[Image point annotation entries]
■ ■ ■ ■ ■ ■ ■

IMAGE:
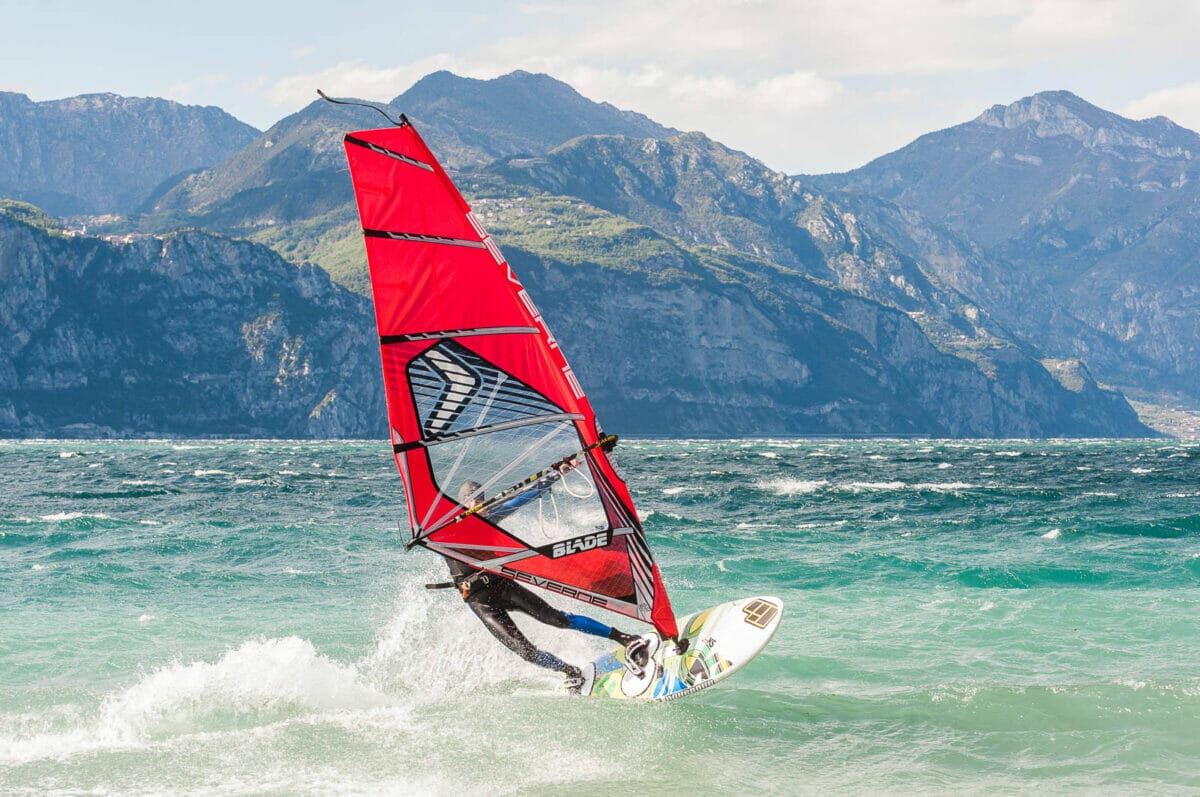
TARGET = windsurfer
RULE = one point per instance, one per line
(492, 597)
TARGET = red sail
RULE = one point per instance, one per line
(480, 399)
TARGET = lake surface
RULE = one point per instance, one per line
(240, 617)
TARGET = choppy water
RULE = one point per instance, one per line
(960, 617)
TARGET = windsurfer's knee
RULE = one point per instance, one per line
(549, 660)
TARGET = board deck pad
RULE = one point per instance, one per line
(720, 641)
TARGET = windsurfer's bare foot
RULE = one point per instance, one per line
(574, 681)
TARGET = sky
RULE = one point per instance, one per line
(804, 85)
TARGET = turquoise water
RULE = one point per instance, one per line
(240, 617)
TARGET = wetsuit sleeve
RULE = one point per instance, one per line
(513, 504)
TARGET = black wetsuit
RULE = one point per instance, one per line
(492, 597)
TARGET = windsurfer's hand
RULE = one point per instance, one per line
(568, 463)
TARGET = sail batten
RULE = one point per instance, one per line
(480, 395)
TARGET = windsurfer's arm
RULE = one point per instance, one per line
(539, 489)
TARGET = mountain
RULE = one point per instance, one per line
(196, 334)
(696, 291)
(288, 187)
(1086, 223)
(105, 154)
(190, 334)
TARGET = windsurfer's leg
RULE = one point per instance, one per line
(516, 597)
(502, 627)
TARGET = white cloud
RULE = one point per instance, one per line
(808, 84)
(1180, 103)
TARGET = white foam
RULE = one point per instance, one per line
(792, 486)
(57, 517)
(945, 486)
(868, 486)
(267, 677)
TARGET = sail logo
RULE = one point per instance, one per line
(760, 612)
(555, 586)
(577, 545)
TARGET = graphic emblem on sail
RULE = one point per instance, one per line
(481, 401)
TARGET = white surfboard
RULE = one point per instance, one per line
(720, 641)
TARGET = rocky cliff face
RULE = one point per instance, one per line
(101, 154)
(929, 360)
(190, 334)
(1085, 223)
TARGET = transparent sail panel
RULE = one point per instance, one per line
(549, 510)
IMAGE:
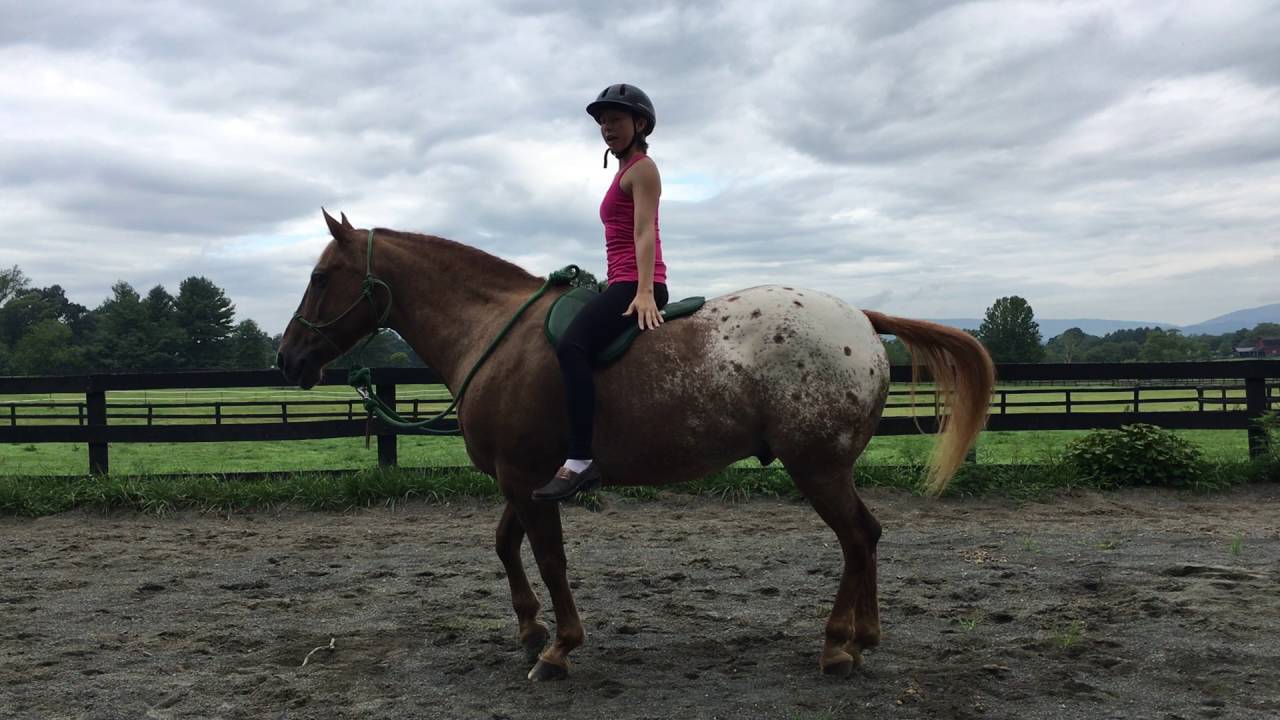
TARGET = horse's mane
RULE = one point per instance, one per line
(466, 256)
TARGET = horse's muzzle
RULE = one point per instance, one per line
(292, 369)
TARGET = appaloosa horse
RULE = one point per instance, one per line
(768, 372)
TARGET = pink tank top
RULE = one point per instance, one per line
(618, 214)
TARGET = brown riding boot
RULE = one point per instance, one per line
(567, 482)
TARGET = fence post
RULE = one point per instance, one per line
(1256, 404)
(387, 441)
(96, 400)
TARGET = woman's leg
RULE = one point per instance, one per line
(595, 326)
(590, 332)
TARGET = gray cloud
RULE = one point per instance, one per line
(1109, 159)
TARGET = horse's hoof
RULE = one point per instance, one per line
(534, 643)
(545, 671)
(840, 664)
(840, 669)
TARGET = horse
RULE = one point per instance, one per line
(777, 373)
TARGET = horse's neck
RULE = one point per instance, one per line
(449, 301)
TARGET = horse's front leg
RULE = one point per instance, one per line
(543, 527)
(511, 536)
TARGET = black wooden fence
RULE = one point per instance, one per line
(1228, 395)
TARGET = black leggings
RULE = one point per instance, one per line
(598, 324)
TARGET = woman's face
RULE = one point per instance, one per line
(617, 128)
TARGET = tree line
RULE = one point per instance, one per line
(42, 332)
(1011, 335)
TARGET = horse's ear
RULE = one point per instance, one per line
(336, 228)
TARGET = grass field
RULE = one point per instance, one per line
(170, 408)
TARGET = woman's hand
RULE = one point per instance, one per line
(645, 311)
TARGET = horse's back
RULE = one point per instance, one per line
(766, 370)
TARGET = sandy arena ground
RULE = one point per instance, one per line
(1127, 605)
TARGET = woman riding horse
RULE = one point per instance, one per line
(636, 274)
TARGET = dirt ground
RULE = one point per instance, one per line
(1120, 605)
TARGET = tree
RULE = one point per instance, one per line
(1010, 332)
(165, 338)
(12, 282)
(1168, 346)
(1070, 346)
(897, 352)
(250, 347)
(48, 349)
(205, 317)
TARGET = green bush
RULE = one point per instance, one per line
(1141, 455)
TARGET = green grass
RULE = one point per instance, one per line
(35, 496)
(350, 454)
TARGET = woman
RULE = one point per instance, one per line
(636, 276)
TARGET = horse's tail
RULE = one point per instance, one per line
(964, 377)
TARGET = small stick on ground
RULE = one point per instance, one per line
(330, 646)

■ ■ ■ ■ ■ ■ ■

**Task description:** Begin at the line that has "TARGET = green grass" and stop after the last line of the records, rewriting every line in between. Shift each coordinate in the points by adding 122 to it.

**Answer to this exercise:**
TARGET = green grass
RULE = one point per instance, one per line
(157, 618)
(472, 576)
TARGET = woman
RULE = one point per instance, one per line
(758, 398)
TARGET = horse's tail
RULE = one point per instance, one per line
(1086, 499)
TARGET = small stick on ground
RULE = one point per instance, one per line
(452, 768)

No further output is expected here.